Referring expression data
= = = = =

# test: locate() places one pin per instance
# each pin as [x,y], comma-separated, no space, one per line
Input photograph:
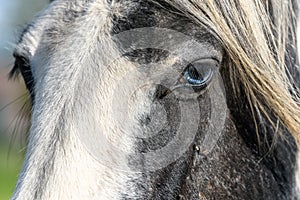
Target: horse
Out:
[161,99]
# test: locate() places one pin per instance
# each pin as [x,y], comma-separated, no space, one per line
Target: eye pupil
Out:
[198,75]
[193,73]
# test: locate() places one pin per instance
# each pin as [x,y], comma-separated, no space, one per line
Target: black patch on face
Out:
[22,65]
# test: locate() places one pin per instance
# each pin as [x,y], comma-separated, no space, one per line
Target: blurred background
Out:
[14,14]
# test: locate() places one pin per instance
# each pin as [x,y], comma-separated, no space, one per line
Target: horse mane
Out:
[258,37]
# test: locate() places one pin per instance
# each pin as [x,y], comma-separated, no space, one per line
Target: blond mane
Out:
[257,45]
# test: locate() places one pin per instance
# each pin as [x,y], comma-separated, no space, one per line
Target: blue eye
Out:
[198,75]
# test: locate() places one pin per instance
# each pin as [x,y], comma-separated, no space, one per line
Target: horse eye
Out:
[198,74]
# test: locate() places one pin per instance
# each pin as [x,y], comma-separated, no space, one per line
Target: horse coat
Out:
[159,99]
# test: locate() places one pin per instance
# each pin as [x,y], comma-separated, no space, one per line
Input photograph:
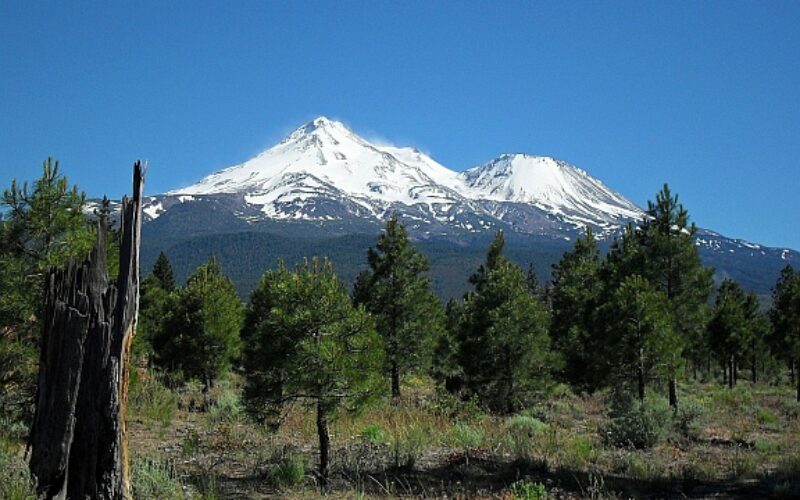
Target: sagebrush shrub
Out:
[155,478]
[638,424]
[289,471]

= = = = =

--- Work instructions ---
In the entries above, find each line that has the word "horse". Copy it.

--- Exercise solution ---
Target: horse
Target: horse mane
Target: horse eye
Target: horse coat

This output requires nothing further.